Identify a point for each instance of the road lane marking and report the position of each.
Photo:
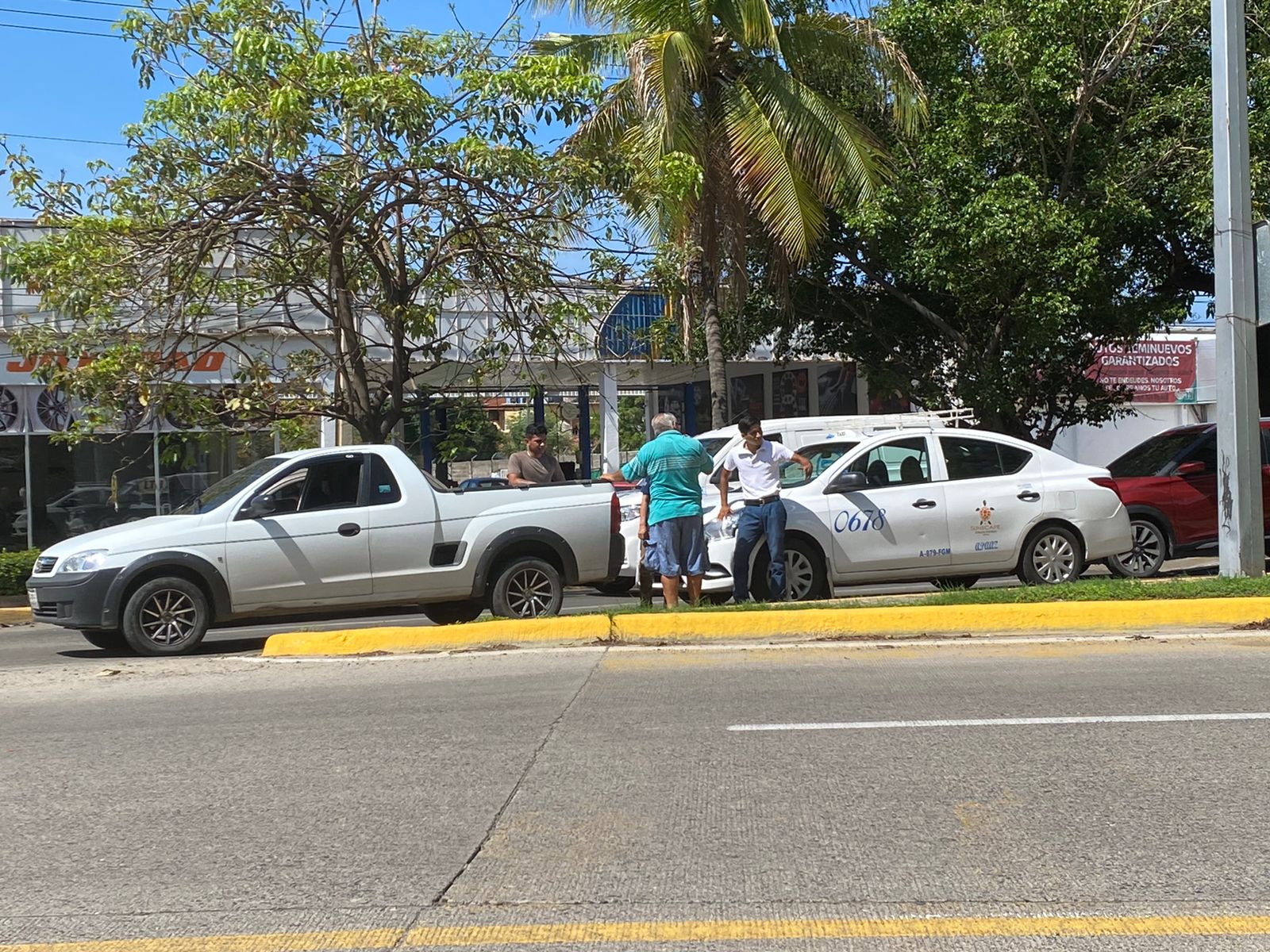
(997, 723)
(683, 932)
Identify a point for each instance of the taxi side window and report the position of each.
(384, 488)
(901, 463)
(979, 459)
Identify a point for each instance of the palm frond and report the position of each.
(817, 38)
(667, 69)
(832, 148)
(751, 23)
(768, 177)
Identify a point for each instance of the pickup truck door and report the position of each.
(313, 549)
(406, 562)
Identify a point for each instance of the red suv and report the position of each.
(1168, 486)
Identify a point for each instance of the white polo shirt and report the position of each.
(760, 473)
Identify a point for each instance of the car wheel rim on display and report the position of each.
(1147, 550)
(529, 594)
(168, 617)
(798, 575)
(1053, 558)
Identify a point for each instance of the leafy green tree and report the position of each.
(332, 187)
(718, 130)
(1060, 198)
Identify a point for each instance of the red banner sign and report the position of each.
(1155, 371)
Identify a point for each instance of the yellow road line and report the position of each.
(689, 931)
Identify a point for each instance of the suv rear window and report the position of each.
(1153, 456)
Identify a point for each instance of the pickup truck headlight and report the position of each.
(722, 528)
(88, 562)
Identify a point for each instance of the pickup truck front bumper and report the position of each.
(73, 601)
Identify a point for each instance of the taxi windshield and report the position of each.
(821, 457)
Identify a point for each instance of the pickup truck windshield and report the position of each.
(219, 493)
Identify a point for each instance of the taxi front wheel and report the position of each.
(1052, 556)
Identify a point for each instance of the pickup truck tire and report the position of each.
(527, 588)
(165, 616)
(452, 612)
(106, 640)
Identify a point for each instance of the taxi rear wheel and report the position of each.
(1147, 555)
(1052, 555)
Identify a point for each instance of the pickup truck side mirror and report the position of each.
(260, 507)
(849, 482)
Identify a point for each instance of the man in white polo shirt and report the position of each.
(757, 463)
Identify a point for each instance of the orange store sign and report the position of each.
(209, 362)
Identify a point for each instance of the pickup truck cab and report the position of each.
(325, 528)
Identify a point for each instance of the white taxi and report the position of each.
(940, 505)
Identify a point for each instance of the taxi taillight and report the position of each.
(1106, 482)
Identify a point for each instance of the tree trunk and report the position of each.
(715, 359)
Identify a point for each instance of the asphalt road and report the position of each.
(602, 797)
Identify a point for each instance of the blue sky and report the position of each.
(86, 88)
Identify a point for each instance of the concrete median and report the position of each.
(787, 625)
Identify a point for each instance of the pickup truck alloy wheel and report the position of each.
(1147, 555)
(1052, 556)
(527, 588)
(165, 617)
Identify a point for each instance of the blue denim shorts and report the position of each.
(677, 546)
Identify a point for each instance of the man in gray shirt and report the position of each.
(533, 466)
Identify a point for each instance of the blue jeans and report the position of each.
(752, 524)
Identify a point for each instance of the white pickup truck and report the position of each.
(321, 530)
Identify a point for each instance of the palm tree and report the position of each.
(722, 94)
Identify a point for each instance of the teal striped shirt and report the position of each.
(671, 463)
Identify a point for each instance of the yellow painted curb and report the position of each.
(941, 620)
(362, 641)
(808, 624)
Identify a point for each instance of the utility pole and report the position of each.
(1241, 532)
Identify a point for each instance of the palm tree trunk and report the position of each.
(715, 362)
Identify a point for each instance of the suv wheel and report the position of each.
(527, 588)
(165, 617)
(1052, 556)
(1149, 552)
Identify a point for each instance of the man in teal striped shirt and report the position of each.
(672, 463)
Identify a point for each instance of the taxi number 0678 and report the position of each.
(860, 520)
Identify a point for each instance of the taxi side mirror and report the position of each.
(849, 482)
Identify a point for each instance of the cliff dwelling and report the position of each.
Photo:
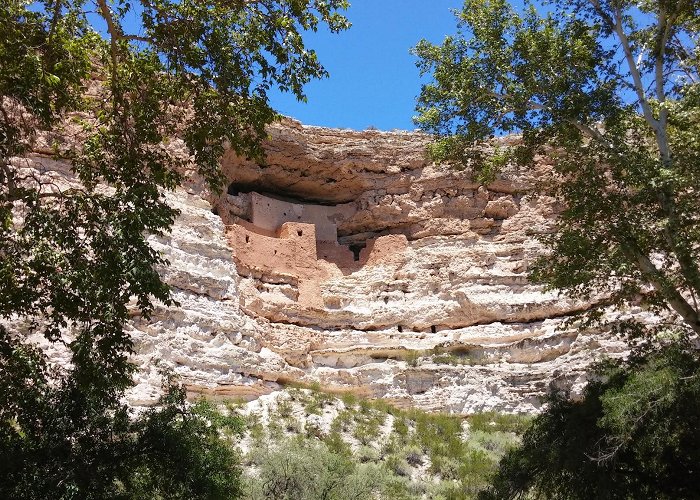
(289, 241)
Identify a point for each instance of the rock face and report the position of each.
(350, 260)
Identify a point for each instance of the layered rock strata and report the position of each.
(350, 260)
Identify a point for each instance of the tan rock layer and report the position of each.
(422, 300)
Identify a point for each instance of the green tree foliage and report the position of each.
(633, 436)
(608, 89)
(73, 258)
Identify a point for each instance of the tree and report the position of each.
(113, 96)
(633, 436)
(609, 89)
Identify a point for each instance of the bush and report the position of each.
(304, 470)
(634, 435)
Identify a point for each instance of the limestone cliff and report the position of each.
(350, 260)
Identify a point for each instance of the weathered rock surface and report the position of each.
(422, 299)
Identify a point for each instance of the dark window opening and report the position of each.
(356, 248)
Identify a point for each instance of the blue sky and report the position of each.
(374, 80)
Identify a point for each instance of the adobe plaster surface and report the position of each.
(437, 312)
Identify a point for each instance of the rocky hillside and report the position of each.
(349, 260)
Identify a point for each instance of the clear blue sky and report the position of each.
(373, 79)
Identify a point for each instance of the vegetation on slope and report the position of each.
(306, 444)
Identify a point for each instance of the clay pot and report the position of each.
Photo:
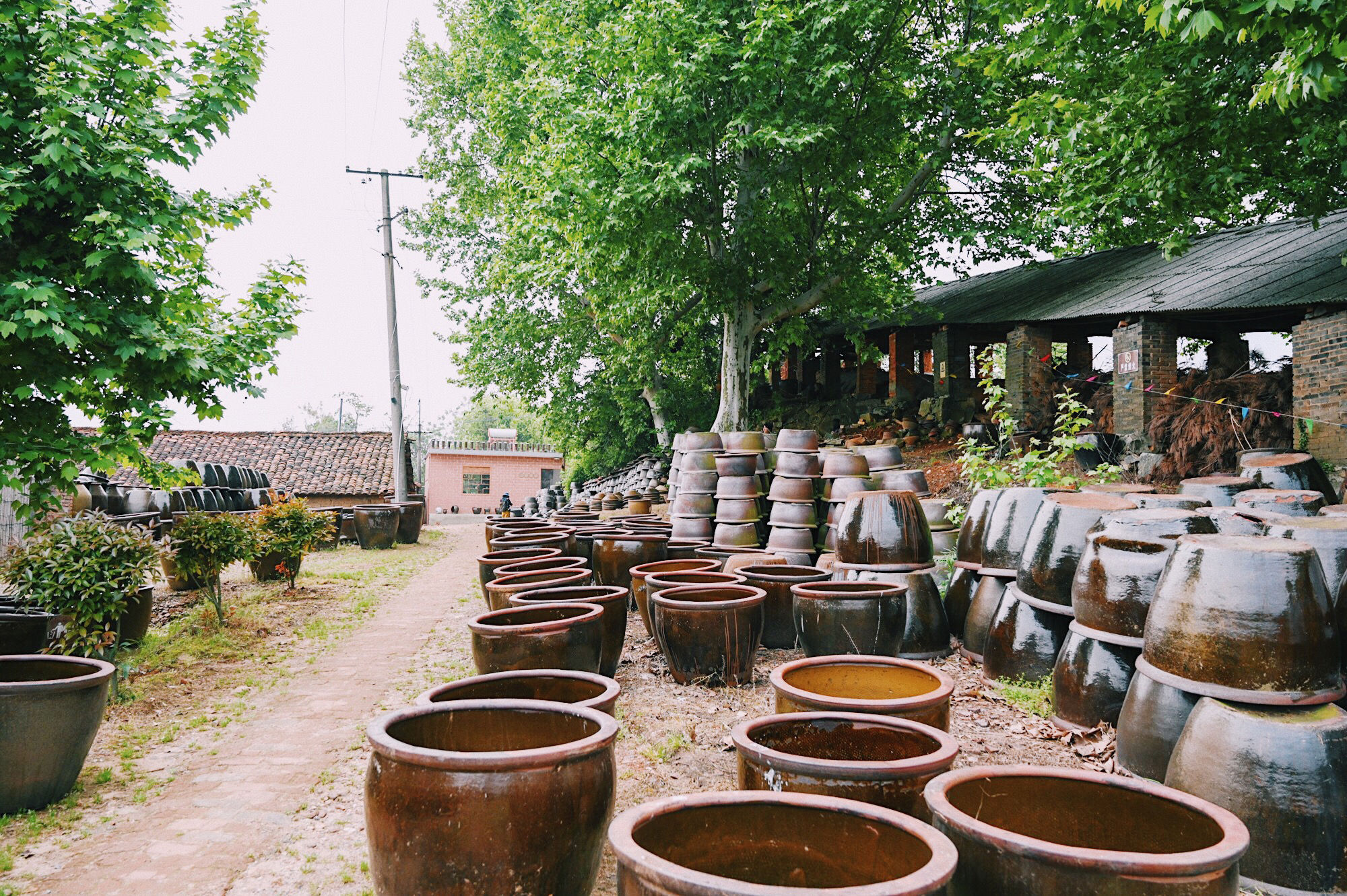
(515, 769)
(548, 637)
(1028, 831)
(760, 844)
(1150, 724)
(876, 759)
(886, 528)
(1247, 619)
(778, 609)
(1092, 676)
(1280, 771)
(1008, 529)
(836, 618)
(52, 708)
(610, 598)
(709, 633)
(857, 684)
(616, 553)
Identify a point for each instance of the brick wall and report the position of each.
(521, 475)
(1319, 389)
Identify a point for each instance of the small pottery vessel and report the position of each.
(857, 684)
(548, 637)
(52, 708)
(1279, 769)
(709, 633)
(836, 618)
(538, 781)
(1030, 831)
(610, 598)
(876, 759)
(557, 685)
(778, 609)
(1248, 619)
(763, 844)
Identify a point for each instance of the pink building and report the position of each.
(476, 474)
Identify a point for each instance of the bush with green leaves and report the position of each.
(87, 568)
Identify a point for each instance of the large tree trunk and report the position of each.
(736, 353)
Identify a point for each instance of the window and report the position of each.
(478, 481)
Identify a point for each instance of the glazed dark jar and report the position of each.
(546, 637)
(884, 761)
(490, 797)
(1028, 831)
(764, 844)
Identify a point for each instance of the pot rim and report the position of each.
(941, 693)
(385, 745)
(100, 672)
(945, 754)
(1233, 844)
(649, 866)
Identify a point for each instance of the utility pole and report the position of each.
(395, 374)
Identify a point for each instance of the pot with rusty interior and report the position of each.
(778, 609)
(709, 633)
(1030, 831)
(764, 844)
(1280, 770)
(546, 637)
(876, 759)
(610, 598)
(1248, 619)
(860, 684)
(849, 618)
(535, 778)
(557, 685)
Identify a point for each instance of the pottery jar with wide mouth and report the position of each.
(1030, 831)
(557, 685)
(51, 711)
(545, 637)
(860, 684)
(490, 797)
(1279, 769)
(778, 613)
(709, 634)
(876, 759)
(767, 844)
(1248, 619)
(849, 618)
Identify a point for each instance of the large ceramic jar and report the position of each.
(876, 759)
(1028, 831)
(490, 797)
(762, 844)
(51, 710)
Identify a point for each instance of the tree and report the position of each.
(638, 174)
(108, 304)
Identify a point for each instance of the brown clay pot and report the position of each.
(1030, 831)
(549, 637)
(515, 769)
(558, 685)
(1280, 771)
(876, 759)
(709, 633)
(610, 598)
(766, 844)
(778, 614)
(1245, 618)
(855, 684)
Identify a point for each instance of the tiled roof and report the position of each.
(305, 463)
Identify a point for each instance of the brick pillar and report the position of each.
(1146, 353)
(1319, 388)
(1028, 378)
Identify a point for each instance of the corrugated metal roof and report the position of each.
(1272, 265)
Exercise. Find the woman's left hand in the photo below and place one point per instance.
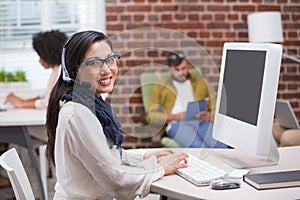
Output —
(158, 154)
(204, 116)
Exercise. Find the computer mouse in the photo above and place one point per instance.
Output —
(224, 184)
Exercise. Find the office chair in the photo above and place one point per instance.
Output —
(11, 162)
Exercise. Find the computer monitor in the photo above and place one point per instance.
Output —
(246, 102)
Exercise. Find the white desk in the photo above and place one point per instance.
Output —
(13, 129)
(178, 188)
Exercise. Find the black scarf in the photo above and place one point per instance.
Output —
(103, 111)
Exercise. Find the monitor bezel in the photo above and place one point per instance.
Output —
(245, 137)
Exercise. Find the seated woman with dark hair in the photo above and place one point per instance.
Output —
(85, 137)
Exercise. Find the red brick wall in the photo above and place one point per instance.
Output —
(187, 25)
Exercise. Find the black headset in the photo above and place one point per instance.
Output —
(65, 74)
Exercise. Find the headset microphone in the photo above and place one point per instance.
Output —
(65, 73)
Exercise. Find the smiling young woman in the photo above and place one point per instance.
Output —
(85, 137)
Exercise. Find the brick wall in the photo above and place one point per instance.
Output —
(144, 31)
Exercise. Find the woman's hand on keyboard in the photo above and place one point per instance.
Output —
(172, 162)
(158, 154)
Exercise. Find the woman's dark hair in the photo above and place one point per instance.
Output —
(48, 45)
(75, 50)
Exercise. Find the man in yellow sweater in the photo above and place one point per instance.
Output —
(168, 103)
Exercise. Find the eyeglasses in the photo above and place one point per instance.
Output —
(110, 62)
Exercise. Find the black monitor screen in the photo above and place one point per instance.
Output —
(242, 84)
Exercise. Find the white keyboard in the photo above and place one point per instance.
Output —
(200, 172)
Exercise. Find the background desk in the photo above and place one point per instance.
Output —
(13, 129)
(177, 187)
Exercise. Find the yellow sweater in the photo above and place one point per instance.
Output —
(163, 98)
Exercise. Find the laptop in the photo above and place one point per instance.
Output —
(193, 108)
(285, 114)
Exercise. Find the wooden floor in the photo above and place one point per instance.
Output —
(6, 193)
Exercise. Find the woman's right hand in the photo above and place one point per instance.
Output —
(172, 162)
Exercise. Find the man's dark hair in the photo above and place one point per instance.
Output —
(175, 58)
(48, 45)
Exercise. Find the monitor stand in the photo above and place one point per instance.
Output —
(244, 161)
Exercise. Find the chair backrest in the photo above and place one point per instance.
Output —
(148, 79)
(11, 162)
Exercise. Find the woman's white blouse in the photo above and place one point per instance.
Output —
(88, 168)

-------

• **Problem description**
How many of the lines above include the word "monitor"? Give that number without comment.

• **Written response**
4